> What you need to do
Please give the listing again, word for word, with nothing left out.

[Point placement records]
------------------------------
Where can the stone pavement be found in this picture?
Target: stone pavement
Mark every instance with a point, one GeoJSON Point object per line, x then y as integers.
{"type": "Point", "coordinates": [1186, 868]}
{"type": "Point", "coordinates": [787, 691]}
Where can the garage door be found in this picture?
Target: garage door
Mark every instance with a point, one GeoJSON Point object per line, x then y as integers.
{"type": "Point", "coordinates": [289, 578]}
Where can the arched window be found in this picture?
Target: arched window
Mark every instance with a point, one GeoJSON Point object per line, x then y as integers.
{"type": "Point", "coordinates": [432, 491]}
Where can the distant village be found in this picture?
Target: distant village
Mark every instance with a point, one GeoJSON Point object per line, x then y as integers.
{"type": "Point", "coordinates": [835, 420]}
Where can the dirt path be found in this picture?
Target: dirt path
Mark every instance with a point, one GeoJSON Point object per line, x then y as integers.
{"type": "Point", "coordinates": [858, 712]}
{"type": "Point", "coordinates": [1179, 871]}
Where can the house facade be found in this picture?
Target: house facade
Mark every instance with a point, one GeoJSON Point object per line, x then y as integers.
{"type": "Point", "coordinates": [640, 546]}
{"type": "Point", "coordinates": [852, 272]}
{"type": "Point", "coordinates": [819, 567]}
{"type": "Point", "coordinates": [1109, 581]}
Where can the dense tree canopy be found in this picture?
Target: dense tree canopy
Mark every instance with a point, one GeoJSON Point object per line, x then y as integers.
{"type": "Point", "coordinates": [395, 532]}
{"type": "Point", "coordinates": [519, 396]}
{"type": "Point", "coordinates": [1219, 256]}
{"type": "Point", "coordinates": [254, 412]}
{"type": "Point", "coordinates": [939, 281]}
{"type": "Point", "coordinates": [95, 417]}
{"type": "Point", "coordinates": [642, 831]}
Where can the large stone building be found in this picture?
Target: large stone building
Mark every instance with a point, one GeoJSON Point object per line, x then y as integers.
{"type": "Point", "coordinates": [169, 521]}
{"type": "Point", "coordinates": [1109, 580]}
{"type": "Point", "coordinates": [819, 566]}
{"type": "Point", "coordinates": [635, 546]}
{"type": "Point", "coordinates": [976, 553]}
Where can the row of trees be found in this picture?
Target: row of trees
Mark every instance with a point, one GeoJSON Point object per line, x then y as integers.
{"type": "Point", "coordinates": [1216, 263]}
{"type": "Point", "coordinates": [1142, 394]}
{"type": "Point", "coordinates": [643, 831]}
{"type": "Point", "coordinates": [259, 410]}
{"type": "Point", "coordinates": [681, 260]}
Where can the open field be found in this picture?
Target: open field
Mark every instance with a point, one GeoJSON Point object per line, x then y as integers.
------------------------------
> Correct response
Where can the stone pavement be found in this picture?
Target: stone pavement
Mark every instance with a point, one GeoJSON Point object per line, x then y as integers.
{"type": "Point", "coordinates": [1186, 868]}
{"type": "Point", "coordinates": [787, 691]}
Where can the garage door be found in this picture?
Target: garage door
Mark every instance with a point, one GeoJSON Point object per line, x then y as integers.
{"type": "Point", "coordinates": [289, 578]}
Where can the arched window be found in this picture?
Target: arched window
Mark every instance with a point, one GeoJSON Point object per line, x then y as integers.
{"type": "Point", "coordinates": [432, 491]}
Where can the distant village be found in this picture?
Target: distant village
Mark every instance with a point, one GeoJSON Point object per line, x then y as integers.
{"type": "Point", "coordinates": [835, 420]}
Where can the dirt path be found in this picture?
Target: dirt path
Mark every instance with a point, one GeoJSON Point object per line, x then y as integers.
{"type": "Point", "coordinates": [858, 712]}
{"type": "Point", "coordinates": [1179, 871]}
Where can the house facade be found in this picture?
Target: house facade
Mark every instance with a point, one GeoJSON Point object per line, x then y as integers.
{"type": "Point", "coordinates": [640, 546]}
{"type": "Point", "coordinates": [852, 272]}
{"type": "Point", "coordinates": [819, 567]}
{"type": "Point", "coordinates": [1109, 581]}
Where can the dense tree canopy be found in this picture?
Target: dense tree canopy
Mark every instance with a point, one GeoJSON Point object per line, x then y as integers.
{"type": "Point", "coordinates": [395, 532]}
{"type": "Point", "coordinates": [519, 396]}
{"type": "Point", "coordinates": [1219, 256]}
{"type": "Point", "coordinates": [254, 412]}
{"type": "Point", "coordinates": [939, 281]}
{"type": "Point", "coordinates": [95, 417]}
{"type": "Point", "coordinates": [642, 831]}
Where can the large stone building be found in this picture?
Target: large stone building
Mark every instance with a point, one GeoJSON Point object per line, x then y as integers.
{"type": "Point", "coordinates": [169, 521]}
{"type": "Point", "coordinates": [1109, 580]}
{"type": "Point", "coordinates": [819, 566]}
{"type": "Point", "coordinates": [635, 546]}
{"type": "Point", "coordinates": [976, 553]}
Where can the row of trees be found in this picture?
Target: row of trees
Mark every instance with a point, one GeoJSON Point object per line, x then y as integers.
{"type": "Point", "coordinates": [1216, 263]}
{"type": "Point", "coordinates": [1142, 394]}
{"type": "Point", "coordinates": [643, 831]}
{"type": "Point", "coordinates": [259, 410]}
{"type": "Point", "coordinates": [681, 260]}
Where can the open field be found in this picture?
Target: open field
Mark every instance with a point, one GeoJSON Point object per line, x then y as integers.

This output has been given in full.